— start of Supplied entries —
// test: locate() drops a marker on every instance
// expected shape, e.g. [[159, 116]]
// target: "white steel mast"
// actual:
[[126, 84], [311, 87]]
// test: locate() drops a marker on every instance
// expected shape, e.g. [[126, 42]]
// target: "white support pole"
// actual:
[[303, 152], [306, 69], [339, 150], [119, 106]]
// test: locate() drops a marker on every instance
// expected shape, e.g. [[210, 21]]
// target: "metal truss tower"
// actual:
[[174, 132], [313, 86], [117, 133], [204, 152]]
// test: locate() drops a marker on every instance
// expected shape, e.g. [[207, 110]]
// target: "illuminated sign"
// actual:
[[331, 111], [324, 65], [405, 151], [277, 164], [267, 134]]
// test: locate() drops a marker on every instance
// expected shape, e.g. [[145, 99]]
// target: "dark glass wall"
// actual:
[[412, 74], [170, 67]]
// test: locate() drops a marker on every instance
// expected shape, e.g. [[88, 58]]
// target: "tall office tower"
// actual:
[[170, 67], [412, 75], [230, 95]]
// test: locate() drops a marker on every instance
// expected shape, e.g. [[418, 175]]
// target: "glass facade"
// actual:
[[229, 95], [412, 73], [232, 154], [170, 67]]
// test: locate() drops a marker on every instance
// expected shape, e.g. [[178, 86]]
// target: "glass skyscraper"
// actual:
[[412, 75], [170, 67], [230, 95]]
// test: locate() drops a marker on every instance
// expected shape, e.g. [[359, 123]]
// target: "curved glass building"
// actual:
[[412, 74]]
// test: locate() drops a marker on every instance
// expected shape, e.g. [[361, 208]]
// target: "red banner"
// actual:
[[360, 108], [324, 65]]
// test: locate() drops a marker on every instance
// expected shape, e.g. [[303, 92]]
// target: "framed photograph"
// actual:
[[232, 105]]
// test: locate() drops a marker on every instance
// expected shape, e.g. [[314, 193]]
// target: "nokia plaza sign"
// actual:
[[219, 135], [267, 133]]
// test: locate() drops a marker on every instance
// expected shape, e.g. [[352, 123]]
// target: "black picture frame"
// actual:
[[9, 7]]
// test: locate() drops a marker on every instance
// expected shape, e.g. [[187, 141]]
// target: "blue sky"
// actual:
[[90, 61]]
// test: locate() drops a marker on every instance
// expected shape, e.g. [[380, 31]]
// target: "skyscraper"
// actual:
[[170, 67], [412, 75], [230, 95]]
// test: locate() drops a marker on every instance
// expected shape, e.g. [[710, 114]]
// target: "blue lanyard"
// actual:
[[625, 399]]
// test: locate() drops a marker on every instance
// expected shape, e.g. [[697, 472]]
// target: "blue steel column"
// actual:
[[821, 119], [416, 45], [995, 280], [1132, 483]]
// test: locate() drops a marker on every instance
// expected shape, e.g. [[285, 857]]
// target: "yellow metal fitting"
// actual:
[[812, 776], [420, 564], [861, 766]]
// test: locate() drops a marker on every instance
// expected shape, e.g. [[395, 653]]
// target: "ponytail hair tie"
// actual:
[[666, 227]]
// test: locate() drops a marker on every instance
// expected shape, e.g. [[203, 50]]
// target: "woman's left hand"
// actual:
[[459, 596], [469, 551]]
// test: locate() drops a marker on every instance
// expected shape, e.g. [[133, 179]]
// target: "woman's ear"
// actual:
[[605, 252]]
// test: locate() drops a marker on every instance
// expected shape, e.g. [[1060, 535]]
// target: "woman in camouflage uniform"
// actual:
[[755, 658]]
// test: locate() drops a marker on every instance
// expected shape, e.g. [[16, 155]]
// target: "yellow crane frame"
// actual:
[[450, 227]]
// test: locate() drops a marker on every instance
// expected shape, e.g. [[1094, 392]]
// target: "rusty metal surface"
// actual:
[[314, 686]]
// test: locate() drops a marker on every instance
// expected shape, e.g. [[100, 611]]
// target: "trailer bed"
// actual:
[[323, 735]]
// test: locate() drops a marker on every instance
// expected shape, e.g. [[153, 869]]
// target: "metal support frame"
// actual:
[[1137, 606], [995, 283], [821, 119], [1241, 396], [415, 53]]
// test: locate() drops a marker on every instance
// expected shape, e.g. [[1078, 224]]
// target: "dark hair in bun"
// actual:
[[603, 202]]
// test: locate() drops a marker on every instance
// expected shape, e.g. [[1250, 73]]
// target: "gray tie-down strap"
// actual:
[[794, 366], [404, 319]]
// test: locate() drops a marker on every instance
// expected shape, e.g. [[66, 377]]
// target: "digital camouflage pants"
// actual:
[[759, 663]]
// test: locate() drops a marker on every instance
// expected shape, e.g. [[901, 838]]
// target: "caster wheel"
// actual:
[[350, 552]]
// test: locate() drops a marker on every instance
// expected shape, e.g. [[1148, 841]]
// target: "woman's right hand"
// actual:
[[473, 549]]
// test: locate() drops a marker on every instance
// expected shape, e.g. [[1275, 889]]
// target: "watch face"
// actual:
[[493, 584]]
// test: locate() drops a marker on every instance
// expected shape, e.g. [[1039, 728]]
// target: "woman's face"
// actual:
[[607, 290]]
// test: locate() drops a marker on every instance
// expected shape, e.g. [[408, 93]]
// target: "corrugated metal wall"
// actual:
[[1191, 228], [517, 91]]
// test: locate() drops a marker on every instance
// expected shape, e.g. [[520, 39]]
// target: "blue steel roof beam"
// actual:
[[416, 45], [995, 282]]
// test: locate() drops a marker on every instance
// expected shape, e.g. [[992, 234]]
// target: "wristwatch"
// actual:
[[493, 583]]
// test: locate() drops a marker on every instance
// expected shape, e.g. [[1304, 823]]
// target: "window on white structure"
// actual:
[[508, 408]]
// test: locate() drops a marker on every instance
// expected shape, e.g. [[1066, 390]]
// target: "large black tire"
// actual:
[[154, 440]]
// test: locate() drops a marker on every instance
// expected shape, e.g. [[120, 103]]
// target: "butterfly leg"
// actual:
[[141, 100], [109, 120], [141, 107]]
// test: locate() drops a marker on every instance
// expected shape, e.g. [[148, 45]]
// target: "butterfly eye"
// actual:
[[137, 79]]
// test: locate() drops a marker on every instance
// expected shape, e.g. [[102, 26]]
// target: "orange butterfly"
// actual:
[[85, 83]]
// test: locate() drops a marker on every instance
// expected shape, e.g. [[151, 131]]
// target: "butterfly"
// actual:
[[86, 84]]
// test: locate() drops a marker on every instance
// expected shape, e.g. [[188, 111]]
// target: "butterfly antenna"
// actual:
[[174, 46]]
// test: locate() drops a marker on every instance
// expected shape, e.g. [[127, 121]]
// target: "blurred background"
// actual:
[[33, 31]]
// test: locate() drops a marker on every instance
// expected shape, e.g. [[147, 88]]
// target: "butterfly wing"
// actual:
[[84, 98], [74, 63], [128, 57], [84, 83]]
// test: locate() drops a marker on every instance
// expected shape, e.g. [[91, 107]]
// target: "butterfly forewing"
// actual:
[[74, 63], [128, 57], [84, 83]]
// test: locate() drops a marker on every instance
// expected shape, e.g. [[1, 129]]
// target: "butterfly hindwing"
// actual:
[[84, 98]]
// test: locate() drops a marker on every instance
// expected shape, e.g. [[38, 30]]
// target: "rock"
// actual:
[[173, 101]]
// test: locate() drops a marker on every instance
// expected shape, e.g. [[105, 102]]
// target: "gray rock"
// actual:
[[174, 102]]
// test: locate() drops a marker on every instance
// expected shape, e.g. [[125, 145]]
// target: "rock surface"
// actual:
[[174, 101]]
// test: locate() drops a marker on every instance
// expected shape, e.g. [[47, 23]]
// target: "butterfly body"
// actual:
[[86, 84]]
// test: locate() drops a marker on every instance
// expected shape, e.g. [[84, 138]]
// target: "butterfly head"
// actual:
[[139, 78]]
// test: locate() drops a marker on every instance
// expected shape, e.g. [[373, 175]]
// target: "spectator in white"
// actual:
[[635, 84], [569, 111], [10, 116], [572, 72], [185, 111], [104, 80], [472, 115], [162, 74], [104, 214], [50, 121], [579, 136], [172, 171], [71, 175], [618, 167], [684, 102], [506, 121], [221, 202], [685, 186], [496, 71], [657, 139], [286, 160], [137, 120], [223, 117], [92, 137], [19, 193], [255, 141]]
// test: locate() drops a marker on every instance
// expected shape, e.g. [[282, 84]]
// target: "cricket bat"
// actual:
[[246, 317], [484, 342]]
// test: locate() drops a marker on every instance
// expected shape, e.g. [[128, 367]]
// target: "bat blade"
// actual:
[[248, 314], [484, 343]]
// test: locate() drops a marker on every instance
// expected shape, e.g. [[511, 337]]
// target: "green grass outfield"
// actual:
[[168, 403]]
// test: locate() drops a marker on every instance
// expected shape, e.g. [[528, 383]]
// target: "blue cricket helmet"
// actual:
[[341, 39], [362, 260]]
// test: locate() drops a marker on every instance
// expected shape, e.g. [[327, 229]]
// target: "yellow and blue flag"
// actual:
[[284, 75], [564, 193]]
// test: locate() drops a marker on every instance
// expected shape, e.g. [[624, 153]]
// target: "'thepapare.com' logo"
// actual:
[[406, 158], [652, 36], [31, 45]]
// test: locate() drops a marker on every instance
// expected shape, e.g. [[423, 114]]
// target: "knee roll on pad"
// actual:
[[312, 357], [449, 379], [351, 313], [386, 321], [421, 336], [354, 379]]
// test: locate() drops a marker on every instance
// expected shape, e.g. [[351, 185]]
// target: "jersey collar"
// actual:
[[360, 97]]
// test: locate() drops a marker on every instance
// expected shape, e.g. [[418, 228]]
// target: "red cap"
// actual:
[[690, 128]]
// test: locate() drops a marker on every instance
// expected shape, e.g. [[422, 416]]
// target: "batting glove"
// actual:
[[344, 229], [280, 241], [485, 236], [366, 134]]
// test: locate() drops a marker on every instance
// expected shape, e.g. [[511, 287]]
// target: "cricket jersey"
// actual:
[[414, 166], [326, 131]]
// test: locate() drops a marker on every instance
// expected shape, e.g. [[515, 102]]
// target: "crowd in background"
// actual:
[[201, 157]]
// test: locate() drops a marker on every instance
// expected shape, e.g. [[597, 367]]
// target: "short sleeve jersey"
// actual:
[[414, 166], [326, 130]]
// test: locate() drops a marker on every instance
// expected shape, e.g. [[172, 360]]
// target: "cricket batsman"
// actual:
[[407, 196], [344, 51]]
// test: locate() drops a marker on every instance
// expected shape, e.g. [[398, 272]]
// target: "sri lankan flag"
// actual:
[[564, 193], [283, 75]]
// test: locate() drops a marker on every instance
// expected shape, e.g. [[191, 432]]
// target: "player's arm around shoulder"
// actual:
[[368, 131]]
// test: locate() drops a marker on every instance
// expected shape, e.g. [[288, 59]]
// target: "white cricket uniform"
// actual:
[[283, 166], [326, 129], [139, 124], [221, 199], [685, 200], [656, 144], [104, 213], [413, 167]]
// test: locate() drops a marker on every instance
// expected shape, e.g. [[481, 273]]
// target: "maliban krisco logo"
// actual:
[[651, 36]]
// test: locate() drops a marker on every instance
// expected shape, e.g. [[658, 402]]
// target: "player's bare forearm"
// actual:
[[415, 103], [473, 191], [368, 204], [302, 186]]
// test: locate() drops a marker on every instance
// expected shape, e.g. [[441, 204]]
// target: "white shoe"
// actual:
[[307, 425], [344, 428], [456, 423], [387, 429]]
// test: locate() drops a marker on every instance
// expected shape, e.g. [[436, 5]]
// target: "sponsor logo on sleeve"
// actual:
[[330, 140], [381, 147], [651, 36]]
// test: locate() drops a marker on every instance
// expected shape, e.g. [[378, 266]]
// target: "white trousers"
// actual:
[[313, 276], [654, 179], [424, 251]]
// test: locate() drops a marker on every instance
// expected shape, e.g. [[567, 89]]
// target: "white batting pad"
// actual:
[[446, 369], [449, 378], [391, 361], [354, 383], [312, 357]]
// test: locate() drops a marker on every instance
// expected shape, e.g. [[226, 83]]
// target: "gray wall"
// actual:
— end of Supplied entries —
_Problem description:_ Rescale the data from its start through the line containing "[[126, 84], [311, 87]]", both ends included. Reproduce all of those lines, multiplying every point coordinate in the answers by 1.1, rounding each to a whole number with halves rounded up, and leaving every other number unchanged.

_Expected answer:_
// test: locate() drops a marker on every instance
// expected shape, e.g. [[159, 116]]
// target: "white steel mast"
// actual:
[[139, 92], [342, 96]]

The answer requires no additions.